* _TASK_
Can you copy out the data exactly? Leave the images out.

* _RAW DATA_

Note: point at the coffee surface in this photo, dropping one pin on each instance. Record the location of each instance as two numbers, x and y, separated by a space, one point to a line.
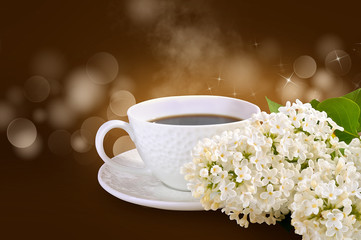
195 119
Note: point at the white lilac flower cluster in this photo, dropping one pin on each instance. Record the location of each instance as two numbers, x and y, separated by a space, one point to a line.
281 162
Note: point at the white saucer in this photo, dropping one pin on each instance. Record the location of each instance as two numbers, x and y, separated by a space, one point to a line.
142 189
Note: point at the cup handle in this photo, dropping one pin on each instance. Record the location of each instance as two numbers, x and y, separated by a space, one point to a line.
99 144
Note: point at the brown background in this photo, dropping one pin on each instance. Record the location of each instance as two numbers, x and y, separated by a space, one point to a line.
55 197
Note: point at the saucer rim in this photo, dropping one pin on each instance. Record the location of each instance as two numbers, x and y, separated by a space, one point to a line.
159 204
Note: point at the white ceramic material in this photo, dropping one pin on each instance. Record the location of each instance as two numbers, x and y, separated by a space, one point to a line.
165 148
142 189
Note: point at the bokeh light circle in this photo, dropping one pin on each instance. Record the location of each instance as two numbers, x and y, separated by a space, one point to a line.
59 142
39 115
90 127
122 144
78 143
7 113
338 62
120 101
36 89
60 115
304 66
21 132
102 68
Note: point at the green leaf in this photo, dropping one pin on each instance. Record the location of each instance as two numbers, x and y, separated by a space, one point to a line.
314 103
355 96
345 113
273 106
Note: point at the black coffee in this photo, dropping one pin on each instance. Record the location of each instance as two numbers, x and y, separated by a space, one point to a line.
195 119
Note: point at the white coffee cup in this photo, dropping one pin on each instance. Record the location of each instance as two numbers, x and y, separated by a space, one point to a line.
166 148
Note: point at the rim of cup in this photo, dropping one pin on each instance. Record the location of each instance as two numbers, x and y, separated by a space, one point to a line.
134 108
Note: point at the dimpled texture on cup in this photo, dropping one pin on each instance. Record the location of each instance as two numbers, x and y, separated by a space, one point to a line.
165 148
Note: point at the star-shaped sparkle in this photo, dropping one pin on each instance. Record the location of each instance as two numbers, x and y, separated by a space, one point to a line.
288 79
338 59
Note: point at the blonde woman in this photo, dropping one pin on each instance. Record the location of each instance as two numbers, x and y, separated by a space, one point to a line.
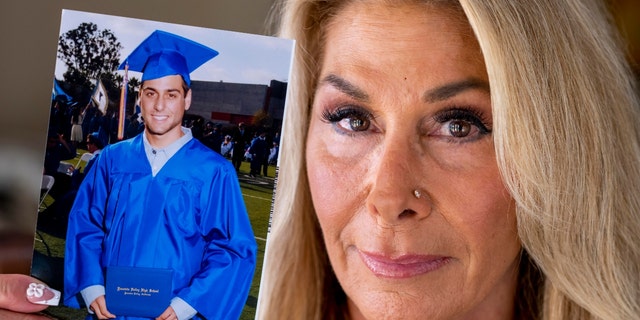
456 160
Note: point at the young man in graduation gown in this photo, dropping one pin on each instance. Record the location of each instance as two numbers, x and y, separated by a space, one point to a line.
163 200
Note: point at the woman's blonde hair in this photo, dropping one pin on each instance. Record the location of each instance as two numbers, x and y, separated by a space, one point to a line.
565 108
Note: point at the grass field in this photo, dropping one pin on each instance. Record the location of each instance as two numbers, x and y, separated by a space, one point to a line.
257 193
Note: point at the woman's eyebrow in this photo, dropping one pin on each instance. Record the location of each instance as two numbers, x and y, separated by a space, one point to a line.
451 89
345 87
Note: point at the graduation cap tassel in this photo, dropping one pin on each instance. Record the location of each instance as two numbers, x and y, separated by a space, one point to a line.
123 102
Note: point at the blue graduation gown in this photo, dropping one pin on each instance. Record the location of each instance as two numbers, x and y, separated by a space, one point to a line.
190 217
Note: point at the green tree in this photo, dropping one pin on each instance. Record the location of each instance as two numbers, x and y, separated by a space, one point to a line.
89 54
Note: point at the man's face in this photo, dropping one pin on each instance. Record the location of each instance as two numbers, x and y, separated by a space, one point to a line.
163 102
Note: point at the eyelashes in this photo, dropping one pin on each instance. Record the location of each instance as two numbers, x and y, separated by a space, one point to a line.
458 116
348 119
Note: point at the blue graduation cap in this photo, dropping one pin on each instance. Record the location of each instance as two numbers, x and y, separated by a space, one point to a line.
164 54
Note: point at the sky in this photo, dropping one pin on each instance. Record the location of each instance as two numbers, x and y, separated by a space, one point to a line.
243 58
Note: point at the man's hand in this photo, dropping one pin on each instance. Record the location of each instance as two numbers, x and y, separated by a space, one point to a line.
99 307
168 314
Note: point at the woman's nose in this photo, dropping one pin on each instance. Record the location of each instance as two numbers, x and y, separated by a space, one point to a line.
397 194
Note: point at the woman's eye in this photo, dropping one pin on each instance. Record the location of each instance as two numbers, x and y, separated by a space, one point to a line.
460 124
460 128
349 119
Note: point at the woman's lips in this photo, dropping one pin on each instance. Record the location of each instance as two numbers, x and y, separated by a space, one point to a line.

* _SOLUTION_
Note: point at the coffee surface in this photo, dropping one pin on each instance. Record the location of each instance as two numbers, x and y, separated by a space, one point to a line.
195 119
Note: point at the white lilac flower cluster in this photo, dropping one pin on each instance. Record the location of each instance as two numbers, x and y, separated by a space, one point to a line.
281 162
Note: point at the white saucer in this photo, dropping one pin on each instance. Record the location of each instance as two numbers, x and y, separated by a space, one point to a line.
142 189
Note: point at the cup handle in this photo, dropping one pin on each instance. Record the location of each instance as two numbers, x and y, separated by a space, one point to a line.
99 144
Note: point at the brown background in this photo, dropping one pin on each instance. Record the location of each instance as two numbers, x and y, separated by a space, one point to a line.
55 197
Note: point at the saucer rim in this photo, dropping one pin on each instance. Record the location of each instance as two numbers, x and y, separated by a space, one point to a line.
159 204
Note: point at the white ceramic material in this photo, dropping one pin on each instance. Record the location of each instance as two numbers, x and y, separated by a space, one point to a line.
165 148
142 189
Note: point at the bokeh light circle in this photo, dropping one pin on each instance. Record the location of each instance as two numbers, x and y, separated by a space, one point to a line.
59 142
39 115
90 127
122 144
78 143
7 113
338 62
120 101
36 89
60 115
304 66
21 132
102 68
Note: point at the green leaf in this photo, dropping one pin on each instance. Record the location of each instance as two numbers, x and y, separated by a space, one point to a line.
314 103
355 96
345 113
273 106
Note: point at the black coffee in this photo, dropping one pin on each instance. Record the location of each instance as two numbers, x and y, separated by a space, one point to a line.
195 119
Note: point at the white coffee cup in this photo, dropping one pin on each instance. Record the location of each instance as two numbers, x and y, separated by a space, one point to a line.
166 148
Note: point at the rim of cup in this photo, dropping one pin on each instance. Record the location of each instance as two numbers, x and y, separated by a space, one point to a line.
134 108
Note: point at the dimpled texture on cup in this photo, dropping one pin on each instance. Record the location of each instance as two numbers, x and y, separated by a space, one point to a line.
165 148
Note: point at the star-shaped sparkle in this photo, dropping one pin on each instance. Record the location of each instance as two numbers, x and y, separated by a space, one point to a line.
288 79
338 59
Note: point at the blonde woman in this photo, dropping one pin on each instance. Record the location of each instance as two numbers, x and y, separated by a space, one point to a line.
456 160
Note: point at the young man in graduation gown in this photo, dropping one pin on each instance. Record the location of each instance as two numbers, x and y, separated by a space, one point to a line.
163 200
Note: point at the woman's blonde hair in this photo, dropping one pin on each instance. Record the location of each instance as two numbers, x and y, separated by a space, one point to a line.
565 108
Note: point at the grass field in this photo, dropping one pin on each instance. Record the location of each instance as two numbers, x and y, separated by a space, one point to a line.
257 193
Note: point at the woman's eyebrow in this photo, dropping one pin on each instance. Record the location of each instance as two numbers, x and y, separated by a space, one point to a line.
451 89
345 87
Note: point at the graduation cap tassel in this photo, dropping one pin on each instance. Record the location of each instance as two numbers, x and y, separated by a space, one point to a line.
123 102
Note: point at the blue graduation gown in this photo, dropping one pin on each instance. Record the location of each instance as two numbers, x and y, separated by a space, one point to a line.
190 217
Note: point at the green tree in this photo, dropping one pin on each instance. Record the location of each instance as two numbers, x and y, separated by a space, one point to a line.
89 54
Note: point at the man's face in this photo, dropping one pin on each instance. Record the location of each instance as two numbers, x and y, separated by a space, one point to a line.
163 102
Note: point at the eyelashes in this photo, dropping one pin on each instance. Record the location of each instance as two numbers, x and y, separated by a space, one point to a line.
458 116
348 119
Note: point at the blue graduation cap in this photo, dropping one pin on each instance. Record the location of each instance as two numbers, x and y, separated by a space, one point to a line.
164 54
Note: point at the sky in this photo, dropping one pin on each instance. Record the location of each instance as two numbers, x and y, separated by a space, one point to a line.
243 58
Note: point at the man's hand in this photo, dropping one pin on each instance. Record the location of each instance as two numbers, x and y, separated by a space, one point to a line.
99 307
168 314
Note: point at the woman's nose in this photo, dropping one pin on each instance. Record the location of each instance as two numbers, x and y, separated by a space, one point to a line.
397 194
Note: point at the woman's eye in this photo, dropping one pin on each instance. Record the location of each instance as two numbers, x and y, separated by a space, one point to a line.
460 124
460 128
349 119
Note: point at the woman's lips in this photo, dropping one pin on each instance. Record the location of each instance as two numbers, x and y, separated by a space, one point to a line.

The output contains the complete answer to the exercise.